EXERCISE.
Copy all of the data below word for word, keeping every line in its original order. Leave out the pictures.

Excerpts from point annotation data.
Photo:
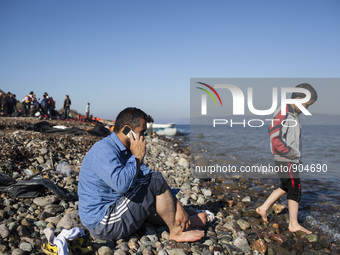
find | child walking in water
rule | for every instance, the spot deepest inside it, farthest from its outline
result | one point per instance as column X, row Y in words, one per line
column 285, row 144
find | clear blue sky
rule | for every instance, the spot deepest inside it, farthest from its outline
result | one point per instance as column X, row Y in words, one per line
column 115, row 54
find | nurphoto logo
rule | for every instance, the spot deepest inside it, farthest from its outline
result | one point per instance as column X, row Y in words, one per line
column 238, row 99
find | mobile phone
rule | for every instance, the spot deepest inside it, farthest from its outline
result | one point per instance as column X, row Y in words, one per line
column 127, row 132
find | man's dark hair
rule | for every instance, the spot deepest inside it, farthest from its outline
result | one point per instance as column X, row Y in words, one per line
column 130, row 116
column 307, row 86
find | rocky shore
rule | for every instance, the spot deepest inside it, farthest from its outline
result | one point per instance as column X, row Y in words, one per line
column 237, row 228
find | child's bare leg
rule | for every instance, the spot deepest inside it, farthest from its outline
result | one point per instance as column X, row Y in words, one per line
column 275, row 195
column 294, row 225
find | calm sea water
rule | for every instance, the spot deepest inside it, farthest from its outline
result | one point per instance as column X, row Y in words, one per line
column 320, row 203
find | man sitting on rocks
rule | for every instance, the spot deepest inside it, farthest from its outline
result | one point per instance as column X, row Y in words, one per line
column 118, row 193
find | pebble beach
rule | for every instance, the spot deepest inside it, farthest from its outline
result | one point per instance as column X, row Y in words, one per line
column 236, row 229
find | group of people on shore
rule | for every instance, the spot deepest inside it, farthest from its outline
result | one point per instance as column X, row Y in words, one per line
column 31, row 107
column 8, row 104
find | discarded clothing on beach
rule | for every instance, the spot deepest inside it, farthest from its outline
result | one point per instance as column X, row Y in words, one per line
column 32, row 188
column 99, row 130
column 46, row 127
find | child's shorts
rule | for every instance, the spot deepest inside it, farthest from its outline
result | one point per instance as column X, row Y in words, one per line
column 290, row 181
column 128, row 214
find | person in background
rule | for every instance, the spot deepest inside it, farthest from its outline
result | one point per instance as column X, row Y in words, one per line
column 2, row 104
column 87, row 115
column 44, row 105
column 26, row 103
column 286, row 146
column 66, row 105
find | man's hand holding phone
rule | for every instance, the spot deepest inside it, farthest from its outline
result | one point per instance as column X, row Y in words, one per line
column 137, row 144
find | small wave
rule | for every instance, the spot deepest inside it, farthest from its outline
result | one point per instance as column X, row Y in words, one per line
column 324, row 228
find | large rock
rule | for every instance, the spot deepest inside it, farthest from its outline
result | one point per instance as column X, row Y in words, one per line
column 70, row 220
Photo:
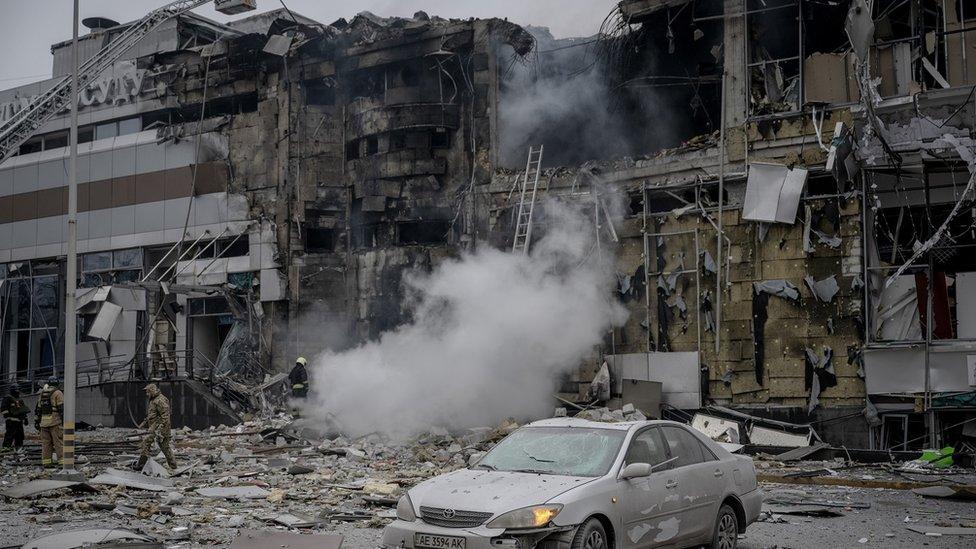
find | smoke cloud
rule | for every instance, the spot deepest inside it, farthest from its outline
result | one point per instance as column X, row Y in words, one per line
column 491, row 332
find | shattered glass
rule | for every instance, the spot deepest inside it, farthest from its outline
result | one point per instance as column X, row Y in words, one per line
column 556, row 450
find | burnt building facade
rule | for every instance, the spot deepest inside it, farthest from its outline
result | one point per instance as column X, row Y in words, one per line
column 778, row 182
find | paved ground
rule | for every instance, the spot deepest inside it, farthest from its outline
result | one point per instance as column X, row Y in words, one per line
column 882, row 525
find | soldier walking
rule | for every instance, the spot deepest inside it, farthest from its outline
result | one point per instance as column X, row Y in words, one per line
column 158, row 422
column 15, row 415
column 47, row 419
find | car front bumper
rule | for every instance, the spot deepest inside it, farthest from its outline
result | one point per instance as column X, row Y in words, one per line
column 400, row 534
column 752, row 505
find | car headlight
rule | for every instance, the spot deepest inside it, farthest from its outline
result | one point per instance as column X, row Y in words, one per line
column 405, row 509
column 536, row 516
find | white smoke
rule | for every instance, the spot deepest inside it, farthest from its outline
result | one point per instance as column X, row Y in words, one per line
column 491, row 332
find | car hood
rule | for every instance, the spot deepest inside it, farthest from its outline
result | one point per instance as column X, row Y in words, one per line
column 491, row 491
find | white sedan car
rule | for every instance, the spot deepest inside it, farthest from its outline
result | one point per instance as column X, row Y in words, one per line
column 574, row 484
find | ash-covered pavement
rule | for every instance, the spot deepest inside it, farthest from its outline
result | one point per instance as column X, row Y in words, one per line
column 272, row 475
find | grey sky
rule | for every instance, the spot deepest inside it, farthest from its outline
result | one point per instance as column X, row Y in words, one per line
column 29, row 27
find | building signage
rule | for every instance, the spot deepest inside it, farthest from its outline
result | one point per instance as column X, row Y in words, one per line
column 122, row 84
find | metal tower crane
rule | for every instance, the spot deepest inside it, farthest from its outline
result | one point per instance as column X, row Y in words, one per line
column 42, row 108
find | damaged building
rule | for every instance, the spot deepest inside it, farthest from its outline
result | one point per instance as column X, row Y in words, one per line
column 793, row 175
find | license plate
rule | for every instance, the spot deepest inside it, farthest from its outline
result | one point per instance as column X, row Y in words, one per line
column 431, row 541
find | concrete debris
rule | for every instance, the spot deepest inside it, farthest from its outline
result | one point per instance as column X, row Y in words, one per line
column 131, row 479
column 234, row 492
column 40, row 486
column 779, row 288
column 254, row 539
column 90, row 538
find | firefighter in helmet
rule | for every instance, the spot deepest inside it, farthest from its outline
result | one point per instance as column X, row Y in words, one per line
column 48, row 414
column 299, row 378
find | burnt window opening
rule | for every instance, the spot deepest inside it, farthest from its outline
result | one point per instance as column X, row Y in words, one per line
column 319, row 240
column 422, row 232
column 32, row 145
column 367, row 84
column 319, row 93
column 440, row 138
column 398, row 140
column 661, row 201
column 366, row 235
column 55, row 140
column 352, row 149
column 822, row 185
column 774, row 56
column 966, row 10
column 234, row 247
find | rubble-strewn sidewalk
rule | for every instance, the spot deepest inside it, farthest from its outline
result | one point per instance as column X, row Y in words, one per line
column 256, row 475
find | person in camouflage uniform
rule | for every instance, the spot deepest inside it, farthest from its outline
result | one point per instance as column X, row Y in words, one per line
column 158, row 422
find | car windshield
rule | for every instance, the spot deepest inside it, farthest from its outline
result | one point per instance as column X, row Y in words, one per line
column 574, row 451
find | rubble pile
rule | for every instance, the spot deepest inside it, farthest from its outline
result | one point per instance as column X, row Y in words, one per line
column 260, row 474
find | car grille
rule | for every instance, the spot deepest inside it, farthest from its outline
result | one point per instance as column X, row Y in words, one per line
column 450, row 518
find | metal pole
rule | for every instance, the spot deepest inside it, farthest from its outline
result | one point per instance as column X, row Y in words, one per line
column 718, row 246
column 70, row 370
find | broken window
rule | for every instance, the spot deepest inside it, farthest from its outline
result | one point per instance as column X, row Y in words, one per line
column 440, row 138
column 319, row 93
column 352, row 149
column 775, row 31
column 105, row 268
column 30, row 319
column 913, row 204
column 422, row 232
column 319, row 240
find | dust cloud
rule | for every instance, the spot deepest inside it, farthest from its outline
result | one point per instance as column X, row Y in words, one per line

ANSWER.
Photo:
find | child walking in water
rule | for every instance, the spot deepest inside it, farthest from its outline
result | one point per instance as column X, row Y in words, one per line
column 285, row 144
find | clear blue sky
rule | for every instance, the spot deepest inside it, farthest from its outline
result | one point per instance as column X, row Y in words, one per line
column 115, row 54
find | nurphoto logo
rule | for every instance, the spot deepest inside it, farthest from its outline
result | one point per instance as column X, row Y in words, one per line
column 238, row 99
find | mobile phone
rule | for every instance, the spot deepest inside it, farthest from its outline
result | one point per instance as column X, row Y in words, one per line
column 127, row 132
find | man's dark hair
rule | for every instance, the spot deepest inside it, farthest from its outline
result | one point per instance as column X, row Y in words, one per line
column 130, row 116
column 307, row 86
find | rocky shore
rule | for every instance, the spot deepest inside it, farthest from its outline
result | one point per instance as column X, row Y in words, one per line
column 237, row 228
find | child's bare leg
rule | for every instance, the spot deepest inside it, farthest from its outline
result | one point per instance as column X, row Y in words, one per line
column 275, row 195
column 294, row 225
find | calm sea water
rule | for every instance, the spot deepest inside it, farthest from its outline
result | one point per instance as column X, row Y in words, one per line
column 320, row 203
find | man sitting on rocks
rule | for every instance, the spot deepest inside it, farthest from its outline
result | one point per instance as column X, row Y in words, one per line
column 118, row 193
find | pebble beach
rule | for every instance, the spot deepest inside it, farthest from its outline
result | one point per instance as column X, row Y in words, one per line
column 236, row 229
find | group of people on shore
rule | for every instance, the spot deepest inside it, farthest from its outline
result | one point per instance as column X, row Y in words, one per line
column 31, row 107
column 8, row 104
find | discarded clothing on beach
rule | for every instance, the spot deepest inside it, farthest from its outline
result | one point per instance as column X, row Y in words, one per line
column 32, row 188
column 99, row 130
column 46, row 127
find | child's shorts
rule | for every instance, the spot deepest inside it, farthest from its outline
result | one point per instance as column X, row Y in words, one per line
column 290, row 181
column 128, row 214
find | person in background
rule | for every instance, the spot deepest inside it, farthest from its outline
result | one point per instance as column X, row Y in words, one per line
column 2, row 104
column 87, row 115
column 44, row 105
column 26, row 103
column 286, row 146
column 66, row 105
find | man's hand holding phone
rule | for every instance, the spot deepest inside it, farthest from its outline
result | one point per instance as column X, row Y in words, one per line
column 137, row 144
find | small wave
rule | for every instance, the spot deepest inside it, farthest from its outline
result | one point per instance as column X, row Y in words, one per line
column 324, row 228
find | large rock
rule | for every instance, the spot deepest inside it, farthest from its outline
result | one point per instance as column X, row Y in words, one per line
column 70, row 220
Photo:
find | smoke cloud
rule | for every instance, the spot deepest inside it, farthest from its outline
result | one point per instance as column X, row Y in words, one per line
column 491, row 332
find | shattered glass
rule | for every instance, the spot deepest inside it, farthest from its outline
result | one point per instance as column X, row Y in words, one per line
column 556, row 450
find | burnt building facade
rule | for every instance, the spot deepest inside it, farthest from its outline
result | one point per instance as column X, row Y in words, one per line
column 778, row 182
find | paved ground
rule | for every instance, the spot deepest inside it, farthest from its outline
result | one point per instance as column X, row Y in words, one per line
column 882, row 525
find | soldier walking
rule | for every instance, the spot deepest inside it, farthest from its outline
result | one point per instance as column X, row Y in words, one per line
column 158, row 422
column 15, row 415
column 47, row 419
find | car front bumper
rule | for every instance, the spot deepest inside it, farthest from its outline
result | one point per instance as column X, row Y in words, one per line
column 400, row 534
column 752, row 505
find | car headlight
rule | for every instance, the spot deepest inside it, farthest from its outline
result | one point per instance as column X, row Y in words, one per line
column 405, row 509
column 536, row 516
find | white smoke
rule | for every instance, the spot deepest inside it, farthest from its outline
result | one point per instance as column X, row Y in words, one per line
column 491, row 332
find | car hood
rule | for every instance, the spot deepest inside it, farthest from its outline
result | one point per instance as column X, row Y in words, one per line
column 491, row 491
find | white sedan car
rule | for every instance, the spot deepest inside it, farthest from its outline
result | one point per instance as column X, row Y in words, one per line
column 574, row 484
find | ash-covered pavement
rule | for every instance, the spot deepest inside it, farthest from its outline
result | one point per instance as column X, row Y in words, one per line
column 272, row 475
find | grey sky
rule | for every instance, the spot deepest inside it, farthest from its outline
result | one point per instance as column X, row Y in words, one per line
column 29, row 27
find | building signage
rule | for every instance, the spot deepest inside it, farthest from its outline
result | one point per instance as column X, row Y in words, one per line
column 122, row 84
find | metal tower crane
rule | for every instance, the spot deepest inside it, farthest from its outline
result | one point per instance as column X, row Y in words, one per line
column 42, row 108
find | damaged building
rule | for every instance, the spot deepest inside it, farthest from its outline
result | one point per instance as column X, row Y in words, one per line
column 793, row 175
find | license plate
rule | for every instance, the spot deepest inside it, farthest from its outline
result | one point per instance as column X, row Y in words, one per line
column 431, row 541
find | concrete debris
rule | for every instance, the spot deepest inside it, farthest from its outline
result | one point per instance as column X, row Y in words, one per line
column 131, row 479
column 234, row 492
column 40, row 486
column 779, row 288
column 254, row 539
column 90, row 538
find | firefighter in helmet
rule | for every instance, the spot deepest inside it, farthest from its outline
result | one point per instance as column X, row Y in words, one per line
column 48, row 414
column 299, row 378
find | burnt window opening
rule | for every instance, the spot deepest inside it, farthest from its outline
result | one point per instance as column X, row Y in words, one per line
column 319, row 240
column 422, row 232
column 32, row 145
column 367, row 84
column 319, row 93
column 440, row 138
column 398, row 140
column 661, row 201
column 366, row 235
column 55, row 140
column 352, row 149
column 822, row 185
column 774, row 56
column 966, row 10
column 234, row 247
find | rubble-strewn sidewalk
rule | for every instance, the spot deepest inside it, farthest from its outline
result | one point per instance as column X, row Y in words, one per line
column 256, row 475
find | person in camouflage uniform
rule | for every instance, the spot deepest inside it, farthest from its outline
result | one point per instance as column X, row Y in words, one per line
column 158, row 422
find | car windshield
rule | for every instance, the spot deepest inside it, farthest from its outline
result | one point per instance as column X, row Y in words, one per line
column 574, row 451
find | rubble pile
rule | for every instance, the spot deepest inside it, farthest from its outline
result | one point per instance as column X, row Y in words, one per line
column 260, row 474
find | car grille
rule | for every instance, the spot deepest inside it, farthest from its outline
result | one point per instance as column X, row Y in words, one per line
column 450, row 518
find | metal pole
rule | for every instance, the spot deepest inside it, farthest from its outline
result | one point per instance as column X, row Y in words, one per line
column 718, row 246
column 70, row 370
find | broken window
rule | for every instance, the spot deepest inside it, farthest from its outline
result | one point per instance as column X, row Y in words, one per line
column 440, row 138
column 319, row 93
column 352, row 149
column 775, row 31
column 105, row 268
column 30, row 319
column 913, row 204
column 422, row 232
column 319, row 240
find | dust cloud
rule | for every instance, the spot deepest inside it, farthest from its outline
result | one point per instance as column X, row Y in words, one per line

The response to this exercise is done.